• _Directions for this task_
For this exercise, output the line containing "Target: green grass lawn" and all lines after it to the end of the records, exactly, with no other content.

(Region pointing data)
BEGIN

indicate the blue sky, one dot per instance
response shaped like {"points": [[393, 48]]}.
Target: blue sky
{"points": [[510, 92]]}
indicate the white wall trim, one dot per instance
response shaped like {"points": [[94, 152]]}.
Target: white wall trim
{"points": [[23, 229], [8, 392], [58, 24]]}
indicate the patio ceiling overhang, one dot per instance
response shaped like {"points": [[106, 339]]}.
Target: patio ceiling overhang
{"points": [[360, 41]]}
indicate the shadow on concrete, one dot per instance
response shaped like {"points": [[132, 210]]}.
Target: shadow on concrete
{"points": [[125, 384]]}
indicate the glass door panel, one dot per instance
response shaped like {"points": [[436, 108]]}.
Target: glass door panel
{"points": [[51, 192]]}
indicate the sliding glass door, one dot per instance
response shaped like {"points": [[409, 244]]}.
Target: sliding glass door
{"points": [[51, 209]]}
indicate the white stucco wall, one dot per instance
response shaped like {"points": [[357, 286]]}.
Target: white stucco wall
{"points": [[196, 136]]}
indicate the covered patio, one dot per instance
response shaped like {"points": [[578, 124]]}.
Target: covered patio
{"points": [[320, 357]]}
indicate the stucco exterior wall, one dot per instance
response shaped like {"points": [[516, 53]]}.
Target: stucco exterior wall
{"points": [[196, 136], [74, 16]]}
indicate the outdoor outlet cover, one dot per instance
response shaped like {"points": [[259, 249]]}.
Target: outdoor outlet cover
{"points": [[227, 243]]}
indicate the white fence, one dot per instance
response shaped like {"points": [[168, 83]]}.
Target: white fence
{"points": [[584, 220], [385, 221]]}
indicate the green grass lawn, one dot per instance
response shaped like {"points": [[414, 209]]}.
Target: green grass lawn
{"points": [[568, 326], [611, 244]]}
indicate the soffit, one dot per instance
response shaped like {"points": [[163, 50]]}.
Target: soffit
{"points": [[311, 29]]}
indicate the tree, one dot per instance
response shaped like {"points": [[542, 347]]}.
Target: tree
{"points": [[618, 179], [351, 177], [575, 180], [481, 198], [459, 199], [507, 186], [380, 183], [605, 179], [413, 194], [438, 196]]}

END

• _Exercise response_
Target: green grass lawn
{"points": [[568, 326], [611, 244]]}
indicate the soffit, one dot per instance
response shaped like {"points": [[163, 50]]}.
Target: soffit
{"points": [[311, 29]]}
indicate the tree, one dot per instance
response shaped like {"points": [[542, 347]]}.
Target: tree
{"points": [[618, 179], [351, 177], [575, 180], [481, 198], [459, 199], [507, 186], [380, 183], [605, 179], [413, 194], [438, 196]]}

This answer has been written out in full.